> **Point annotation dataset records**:
──────────────────────────────

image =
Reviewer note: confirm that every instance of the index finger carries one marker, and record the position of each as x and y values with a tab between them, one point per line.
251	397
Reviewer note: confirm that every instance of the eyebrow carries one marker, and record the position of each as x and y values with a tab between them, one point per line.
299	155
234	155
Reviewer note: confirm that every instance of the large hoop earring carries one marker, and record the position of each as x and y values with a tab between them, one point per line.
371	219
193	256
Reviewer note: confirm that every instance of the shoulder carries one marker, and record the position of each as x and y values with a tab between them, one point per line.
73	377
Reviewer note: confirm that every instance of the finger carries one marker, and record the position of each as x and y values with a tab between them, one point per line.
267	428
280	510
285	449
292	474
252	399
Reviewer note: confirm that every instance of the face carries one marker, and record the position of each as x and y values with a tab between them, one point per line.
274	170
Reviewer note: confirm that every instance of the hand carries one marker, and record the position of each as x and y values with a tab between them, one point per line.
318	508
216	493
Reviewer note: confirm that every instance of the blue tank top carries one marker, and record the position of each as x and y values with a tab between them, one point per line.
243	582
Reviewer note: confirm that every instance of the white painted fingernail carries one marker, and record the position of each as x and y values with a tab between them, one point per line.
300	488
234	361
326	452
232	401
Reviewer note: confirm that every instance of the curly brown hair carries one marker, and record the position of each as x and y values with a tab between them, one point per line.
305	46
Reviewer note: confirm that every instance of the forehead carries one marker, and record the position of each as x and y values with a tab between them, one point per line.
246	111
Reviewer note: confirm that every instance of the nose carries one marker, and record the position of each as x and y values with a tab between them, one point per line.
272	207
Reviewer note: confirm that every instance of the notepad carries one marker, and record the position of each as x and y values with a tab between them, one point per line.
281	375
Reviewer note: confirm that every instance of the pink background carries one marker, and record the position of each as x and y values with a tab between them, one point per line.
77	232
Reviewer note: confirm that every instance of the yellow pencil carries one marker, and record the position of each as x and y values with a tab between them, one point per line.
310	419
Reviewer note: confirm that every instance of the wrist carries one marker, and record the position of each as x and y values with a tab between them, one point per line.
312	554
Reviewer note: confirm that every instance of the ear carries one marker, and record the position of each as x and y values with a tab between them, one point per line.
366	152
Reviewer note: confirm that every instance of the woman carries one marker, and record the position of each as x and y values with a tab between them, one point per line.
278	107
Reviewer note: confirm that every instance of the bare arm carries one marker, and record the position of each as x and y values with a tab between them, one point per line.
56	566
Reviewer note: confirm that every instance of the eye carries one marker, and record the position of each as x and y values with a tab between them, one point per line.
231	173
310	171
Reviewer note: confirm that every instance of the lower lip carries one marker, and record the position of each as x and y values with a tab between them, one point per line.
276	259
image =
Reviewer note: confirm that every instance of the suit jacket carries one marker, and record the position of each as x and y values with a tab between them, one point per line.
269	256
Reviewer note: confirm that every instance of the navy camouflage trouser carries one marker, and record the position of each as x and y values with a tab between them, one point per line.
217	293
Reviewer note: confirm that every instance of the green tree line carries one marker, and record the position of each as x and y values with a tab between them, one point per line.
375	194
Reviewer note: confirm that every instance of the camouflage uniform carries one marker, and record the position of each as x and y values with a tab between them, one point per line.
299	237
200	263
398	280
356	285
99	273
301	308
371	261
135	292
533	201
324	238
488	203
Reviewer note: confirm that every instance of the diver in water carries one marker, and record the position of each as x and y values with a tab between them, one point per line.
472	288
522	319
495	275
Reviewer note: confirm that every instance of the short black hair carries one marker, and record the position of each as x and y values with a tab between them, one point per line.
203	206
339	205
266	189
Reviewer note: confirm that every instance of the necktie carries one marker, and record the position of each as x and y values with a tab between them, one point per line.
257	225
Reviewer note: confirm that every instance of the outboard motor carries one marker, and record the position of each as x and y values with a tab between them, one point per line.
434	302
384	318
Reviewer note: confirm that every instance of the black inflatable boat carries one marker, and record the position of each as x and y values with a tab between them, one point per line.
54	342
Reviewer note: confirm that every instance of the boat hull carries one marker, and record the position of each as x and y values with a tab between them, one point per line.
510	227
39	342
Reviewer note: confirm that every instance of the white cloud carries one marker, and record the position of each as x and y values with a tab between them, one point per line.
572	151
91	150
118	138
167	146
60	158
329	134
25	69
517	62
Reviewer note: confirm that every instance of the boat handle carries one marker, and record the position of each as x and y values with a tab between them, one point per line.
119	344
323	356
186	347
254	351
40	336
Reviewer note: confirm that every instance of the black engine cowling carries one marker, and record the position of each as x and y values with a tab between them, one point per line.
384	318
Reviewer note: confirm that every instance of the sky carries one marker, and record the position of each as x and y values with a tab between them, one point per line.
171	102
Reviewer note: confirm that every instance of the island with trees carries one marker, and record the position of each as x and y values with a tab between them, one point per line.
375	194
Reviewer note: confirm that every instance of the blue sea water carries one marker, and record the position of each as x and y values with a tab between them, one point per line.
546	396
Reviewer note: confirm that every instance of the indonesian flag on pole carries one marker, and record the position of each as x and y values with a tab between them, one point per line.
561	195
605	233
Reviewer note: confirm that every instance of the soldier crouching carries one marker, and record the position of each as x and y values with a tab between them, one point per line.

──────────────────────────────

> **Exercise description**: Please retype, exactly as written, every line from the line containing "Reviewer note: confirm that every instance of the outboard" through the last line of the records above, including both of those lines, and nothing else.

> **Correct response**:
Reviewer note: confirm that every instance of the outboard motor carries one marker, and record the position of each as x and y values with a tab between them, one point per line.
434	302
384	318
Reviewer note: confirm that every instance of the black inflatable boat carries one marker, and record the position of each as x and y values with a tab between them, one point per line.
54	342
Reviewer note: confirm that every instance of the boat hull carries one marker, and record the position of each as x and y values with a tab between them, one point per line.
510	227
39	342
Reviewer note: confirm that every instance of the white cloud carries one marker, and record the position of each as x and y values with a tab between them, one point per line.
572	151
91	150
118	138
167	146
60	158
329	134
25	69
517	62
Reviewer note: confirm that every instance of the boat handle carries one marker, and record the position of each as x and y values with a tab between them, one point per line.
119	344
323	356
186	347
254	351
40	336
Reviewer note: confirm that every instance of the black engine cowling carries one marker, and record the position of each as x and y values with a tab between them, one point per line.
384	318
Reviewer note: confirm that every instance of the sky carries one marker, and record the position of each as x and y values with a tab between them, one point per line.
171	102
Reviewer note: confirm that every instance of the island with trees carries one marker, and record the position of each as x and y values with a tab between them, one point per line.
375	194
Reviewer note: confirm that every instance of the blue sea water carries one marker, and record the position of each as x and y values with a tab between them, one point per line.
546	396
Reviewer note: confirm that every instance of the indonesian flag on pole carries one marker, and record the position of each as x and y values with a tab between them, one point per line.
561	195
605	233
Reviewer note: confirm that every instance of the soldier crouching carries one marker, and record the position of each as x and y values with a tab between them, one point per line.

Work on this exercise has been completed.